++++ Materials provided ++++
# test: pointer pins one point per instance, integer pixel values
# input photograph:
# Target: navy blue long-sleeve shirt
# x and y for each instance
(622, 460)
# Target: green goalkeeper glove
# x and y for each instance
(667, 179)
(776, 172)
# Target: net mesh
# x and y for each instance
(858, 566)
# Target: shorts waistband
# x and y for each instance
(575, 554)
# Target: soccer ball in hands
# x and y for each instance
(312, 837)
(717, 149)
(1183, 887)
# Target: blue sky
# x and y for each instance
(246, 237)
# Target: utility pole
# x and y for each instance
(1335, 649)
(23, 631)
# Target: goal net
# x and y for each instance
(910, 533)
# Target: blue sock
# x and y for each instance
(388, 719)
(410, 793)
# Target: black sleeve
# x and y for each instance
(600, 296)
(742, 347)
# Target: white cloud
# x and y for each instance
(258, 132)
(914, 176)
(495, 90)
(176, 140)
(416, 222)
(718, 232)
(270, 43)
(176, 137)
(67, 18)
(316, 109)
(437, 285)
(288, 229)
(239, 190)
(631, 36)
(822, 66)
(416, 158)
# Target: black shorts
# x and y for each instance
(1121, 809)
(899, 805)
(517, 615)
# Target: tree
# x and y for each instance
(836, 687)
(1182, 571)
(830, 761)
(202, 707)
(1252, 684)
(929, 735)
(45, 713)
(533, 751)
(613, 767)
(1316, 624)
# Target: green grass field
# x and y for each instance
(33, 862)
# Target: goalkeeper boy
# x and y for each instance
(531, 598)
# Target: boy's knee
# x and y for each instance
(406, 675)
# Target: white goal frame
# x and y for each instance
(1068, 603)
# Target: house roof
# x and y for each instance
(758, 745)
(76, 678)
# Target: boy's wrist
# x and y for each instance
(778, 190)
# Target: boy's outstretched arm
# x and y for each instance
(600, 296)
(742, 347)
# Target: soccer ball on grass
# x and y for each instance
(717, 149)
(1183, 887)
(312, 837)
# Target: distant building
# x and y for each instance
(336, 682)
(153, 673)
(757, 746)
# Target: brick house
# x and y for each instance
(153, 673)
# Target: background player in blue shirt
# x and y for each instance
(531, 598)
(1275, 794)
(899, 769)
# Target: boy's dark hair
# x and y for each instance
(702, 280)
++++
● Given task: In this exercise, repeat all entries exactly.

● Correct answer:
# test: pointer pins one point per instance, integer pixel values
# input photograph:
# Target: navy blue long-sleeve shirt
# x and y for each instance
(622, 460)
# Target: green goalkeeper glove
# x and y for each instance
(667, 179)
(776, 172)
# Target: net mesh
# x and y for each instance
(858, 566)
# Target: shorts waistband
# x and y for each instance
(575, 554)
# Target: soccer ball in hands
# x and y for each instance
(312, 837)
(717, 149)
(1183, 887)
# Target: blue sky
# x and y for each instance
(246, 237)
# Target: utility pole
# x and y for each instance
(1335, 649)
(23, 631)
# Target: goal net
# x and y for each instance
(910, 533)
# Target: blue sock
# x and y for each instance
(388, 719)
(410, 793)
# Target: black sleeve
# x and y for each instance
(600, 296)
(742, 347)
# Target: white cloud
# x and y for each instance
(258, 132)
(914, 176)
(495, 90)
(176, 140)
(416, 222)
(718, 232)
(270, 43)
(176, 137)
(67, 18)
(316, 109)
(437, 285)
(288, 229)
(239, 190)
(631, 36)
(822, 66)
(416, 158)
# Target: black shorts
# x and y for each instance
(1121, 809)
(899, 805)
(517, 615)
# Target: tree
# x and y for each instance
(836, 687)
(1182, 571)
(830, 761)
(202, 707)
(1252, 684)
(929, 735)
(45, 713)
(533, 751)
(613, 767)
(1316, 624)
# Target: green grass field
# x and y for each instance
(33, 862)
# Target: goalkeeper boy
# x and y for each instance
(531, 598)
# Target: boy's knee
# x and y for each instance
(406, 675)
# Target: white goal frame
# x and y for each instance
(1068, 603)
# Target: house roof
# x and y for each instance
(758, 745)
(76, 678)
# Target: boy's wrist
# x and y for each instance
(778, 190)
# Target: boy's outstretched arm
# x and y for each instance
(600, 296)
(742, 347)
# Target: soccer ball on grass
# x and y for each instance
(717, 149)
(1183, 887)
(312, 837)
# Target: distant building
# x and y for each instance
(336, 682)
(153, 673)
(757, 746)
# Target: brick house
# x and y for each instance
(153, 673)
# Target: background player in blue shirt
# x and y for each instance
(531, 598)
(1275, 794)
(899, 769)
# Target: boy's dark hair
# x and y for each instance
(702, 280)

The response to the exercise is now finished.